RDC’s “FitChick” earns age-group third at the “Race Across the Sky”.
August 9, 2014. Approximately 2,000 racers converged on the small historic Colorado mining town of Leadville, essentially doubling it’s normal population of roughly 2,500, to compete in the 21st edition of the Leadville 100 mountain bike race. In 2009, the race became known as the “Race Across the Sky“, after a short movie with that name was released chronicling Lance Armstrong’s win of the event and his improbable setting of a new course record that year. The 103 mile course takes riders from a starting elevation of approximately 10,152 feet to the Columbine’s elevation of 12,424 ft, where riders are turned around to head back to Leadville. Leadville never seems to hold much attraction to the typical National Ultra Endurance (NUE) Series mountain bike racer, in part due to it’s reputation as a minimally-technical “roadie” course that is held at altitude. Despite this, the Leadville 100 has attracted many super-stars of our sport to contest it’s peaks over the years, so much so that the race has evolved to iconic state, virtually on every endurance riders bucket-list.
Rare Disease Cycling rider Selene Yeager threw her hat in the ring for this year’s event on the brand new not-yet-in-production 2015 Specialized ERA, a women’s specific full suspension 29er.
“I’ll confess that I’ve never really had any interest in doing Leadville.” recalls Yeager about past thoughts of including Leadville as a race in her season. “I just didn’t really believe the hype. It also has a bit of a reputation as a “roadie course,” so I didn’t think it would be interesting. Plus it’s an out and back, which never really appeals to me. So yeah. Leadville. Whatever.”

_DATA SHOWN_:
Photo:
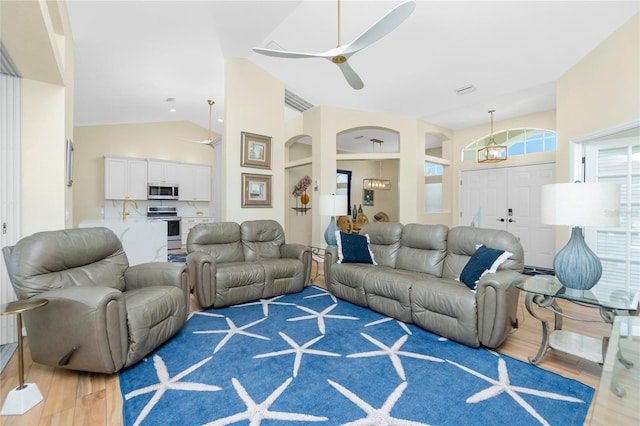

_EXERCISE OBJECTIVE_: Please state which bike Selene Yeager rode in this year's race, according to the Leadville 100 article.

_OUTPUT FOR THIS TASK_: The brand new, not-yet-in-production 2015 Specialized ERA, a women's specific full suspension 29er.